_TASK ITEM_.
For every entry, reproduce the wording exactly and omit any image it holds.

_WORKING DATA_.
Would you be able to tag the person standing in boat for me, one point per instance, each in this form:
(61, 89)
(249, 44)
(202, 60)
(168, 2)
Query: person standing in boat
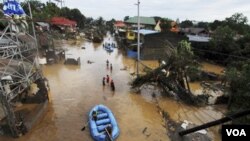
(112, 85)
(107, 63)
(103, 81)
(111, 67)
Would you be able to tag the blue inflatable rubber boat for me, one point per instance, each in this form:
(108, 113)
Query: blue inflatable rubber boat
(101, 124)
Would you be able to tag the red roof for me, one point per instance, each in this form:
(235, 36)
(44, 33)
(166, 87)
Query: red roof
(62, 21)
(119, 24)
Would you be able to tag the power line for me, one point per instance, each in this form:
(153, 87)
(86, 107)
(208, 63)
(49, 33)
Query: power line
(215, 52)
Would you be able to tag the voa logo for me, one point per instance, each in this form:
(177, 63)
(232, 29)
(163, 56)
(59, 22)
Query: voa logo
(236, 132)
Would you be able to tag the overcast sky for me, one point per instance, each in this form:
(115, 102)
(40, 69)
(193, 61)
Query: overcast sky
(199, 10)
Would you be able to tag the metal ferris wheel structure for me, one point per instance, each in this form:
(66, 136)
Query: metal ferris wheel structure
(19, 66)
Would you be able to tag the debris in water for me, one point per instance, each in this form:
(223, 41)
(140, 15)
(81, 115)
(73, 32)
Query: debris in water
(144, 130)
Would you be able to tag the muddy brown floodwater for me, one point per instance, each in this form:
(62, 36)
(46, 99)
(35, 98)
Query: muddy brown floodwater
(74, 90)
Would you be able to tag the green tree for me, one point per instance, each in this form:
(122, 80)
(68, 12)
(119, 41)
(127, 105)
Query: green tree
(223, 43)
(239, 81)
(126, 18)
(203, 25)
(238, 22)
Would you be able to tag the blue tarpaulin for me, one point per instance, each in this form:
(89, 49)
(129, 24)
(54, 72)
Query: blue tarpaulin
(12, 7)
(131, 54)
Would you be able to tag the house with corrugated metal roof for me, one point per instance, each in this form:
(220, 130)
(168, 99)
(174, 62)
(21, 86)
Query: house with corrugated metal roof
(145, 22)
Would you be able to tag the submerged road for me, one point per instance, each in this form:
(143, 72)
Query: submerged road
(74, 90)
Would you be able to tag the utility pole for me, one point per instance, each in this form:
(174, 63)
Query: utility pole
(138, 37)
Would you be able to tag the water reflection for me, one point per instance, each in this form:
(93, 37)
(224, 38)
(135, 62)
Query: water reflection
(76, 89)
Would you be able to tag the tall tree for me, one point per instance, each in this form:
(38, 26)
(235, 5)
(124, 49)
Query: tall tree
(126, 18)
(239, 80)
(238, 22)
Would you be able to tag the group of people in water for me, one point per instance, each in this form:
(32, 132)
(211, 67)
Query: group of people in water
(107, 80)
(108, 129)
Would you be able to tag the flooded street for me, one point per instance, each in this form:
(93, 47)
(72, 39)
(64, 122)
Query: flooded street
(74, 90)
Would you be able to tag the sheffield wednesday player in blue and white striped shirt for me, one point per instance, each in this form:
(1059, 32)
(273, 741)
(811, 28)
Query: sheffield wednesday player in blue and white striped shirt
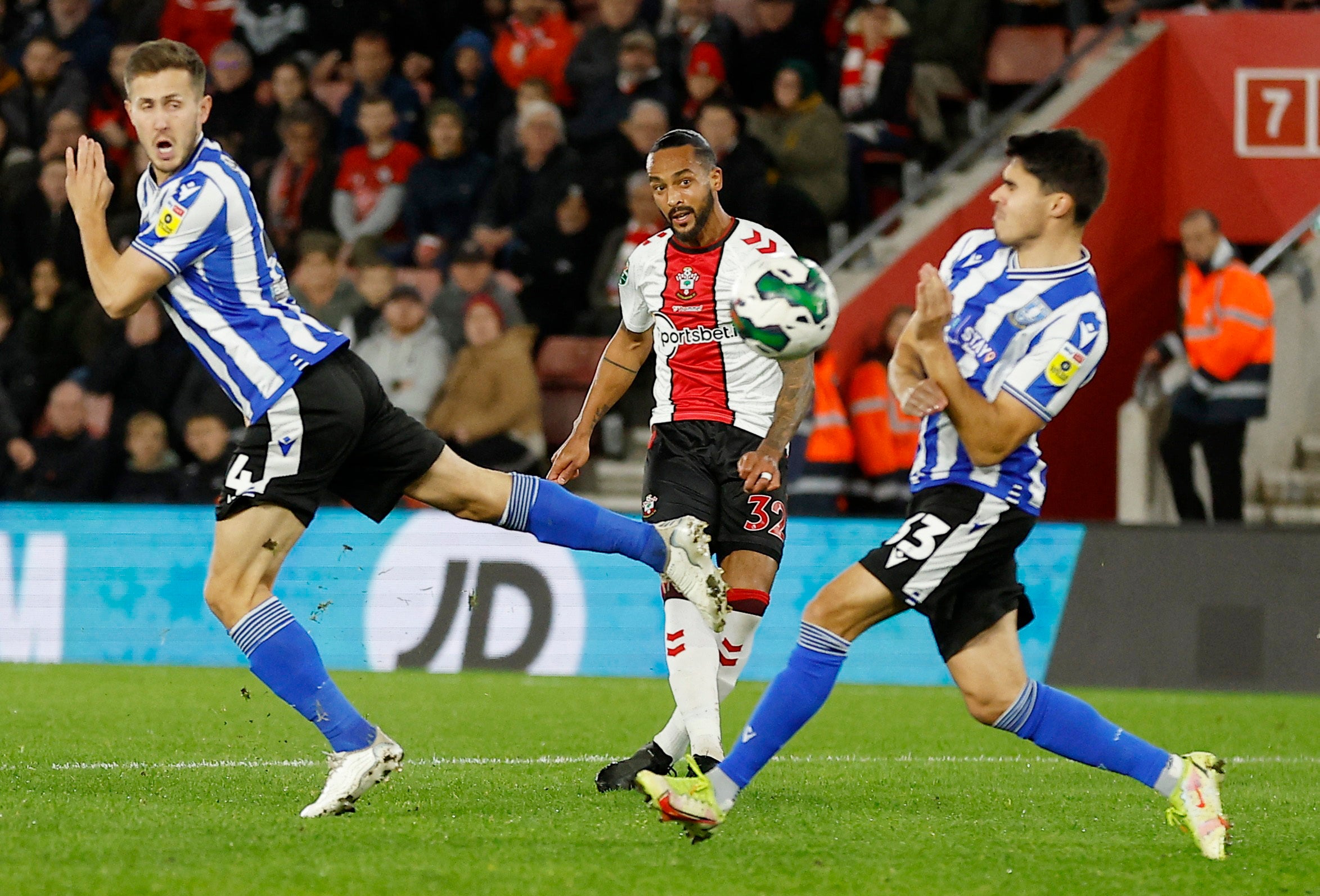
(1005, 333)
(318, 420)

_RESULT OF THIS EXERCISE_.
Would you be able to tag the person standing in boat for me, one point per instance, each in this form:
(61, 89)
(249, 44)
(202, 60)
(168, 2)
Query: person standing in boat
(112, 85)
(107, 63)
(103, 81)
(111, 67)
Would you be able to tag the blue inflatable rubber boat for me, one point per instance, each in this form:
(108, 113)
Query: blue inflatable rubber boat
(101, 124)
Would you be able to tag the red roof for me, one point per instance, each in this form:
(235, 36)
(44, 33)
(166, 87)
Query: red roof
(62, 21)
(119, 24)
Would you be able to tag the power line for me, one point per instance, each in this form:
(153, 87)
(86, 107)
(208, 63)
(49, 33)
Query: power line
(215, 52)
Would you be able to tag the voa logo for me, one point per instance, each in this form:
(177, 63)
(232, 29)
(163, 56)
(59, 22)
Query: voa logo
(236, 132)
Would you be able to tag the overcast sky for me, one point per instance, each in this form:
(115, 102)
(40, 69)
(193, 61)
Query: overcast sky
(199, 10)
Would you be able to tag the metal ferris wheel structure for me, one point per instance, each in this form:
(66, 136)
Query: metal ferris wheel structure
(19, 66)
Would you be able to tag the debris in water for me, one point per instance, each in this form:
(223, 41)
(140, 15)
(81, 115)
(73, 32)
Query: debris in water
(144, 130)
Would you be able to tag the muddy brown floodwater for me, one point per instance, each in this form:
(62, 36)
(46, 99)
(35, 98)
Query: muddy brown floodwater
(74, 90)
Would you be able to tag the green tree for me, one point per instance, each in this form:
(122, 80)
(68, 12)
(119, 41)
(127, 105)
Query: green tree
(223, 43)
(239, 81)
(126, 18)
(203, 25)
(238, 22)
Would you be able to tag the blue tarpaulin for me, one point per instance, each in this form:
(89, 49)
(129, 24)
(54, 72)
Query: blue tarpaulin
(12, 7)
(131, 54)
Would you be able to tag the house with corrugated metal roof for me, one point per instance, each in this form:
(220, 130)
(168, 99)
(174, 62)
(21, 86)
Query: house with corrugated metal roof
(145, 22)
Would you be able to tag the submerged road for me, one point per instance, each in this form:
(143, 72)
Query: submerged road
(74, 90)
Would you be able to tag the utility pole for me, one point per instance, each in this form:
(174, 63)
Query: utility pole
(138, 37)
Would you be able to tag the water reflection for me, one point per instance, each in this form:
(93, 37)
(224, 38)
(135, 62)
Query: water reflection
(76, 89)
Would you be able to tag the tall tree for me, one point per instance, each in this form:
(38, 26)
(235, 5)
(124, 49)
Query: tall tree
(126, 18)
(239, 80)
(238, 22)
Would you be able to tag the group of people in water for me, one point per instance, each in this form:
(32, 132)
(211, 67)
Query: group of people in water
(107, 80)
(108, 129)
Would you be able to tag the flooded street for me, one point per instance, each in this form:
(93, 47)
(72, 39)
(64, 122)
Query: flooded street
(74, 90)
Would you be able to tag the sheffield wednesday player in blue and white striped shirt for me, one point per instance, each in this form:
(1059, 32)
(273, 741)
(811, 28)
Query: sheffield wednesday player in blue and white striped shirt
(1005, 333)
(318, 420)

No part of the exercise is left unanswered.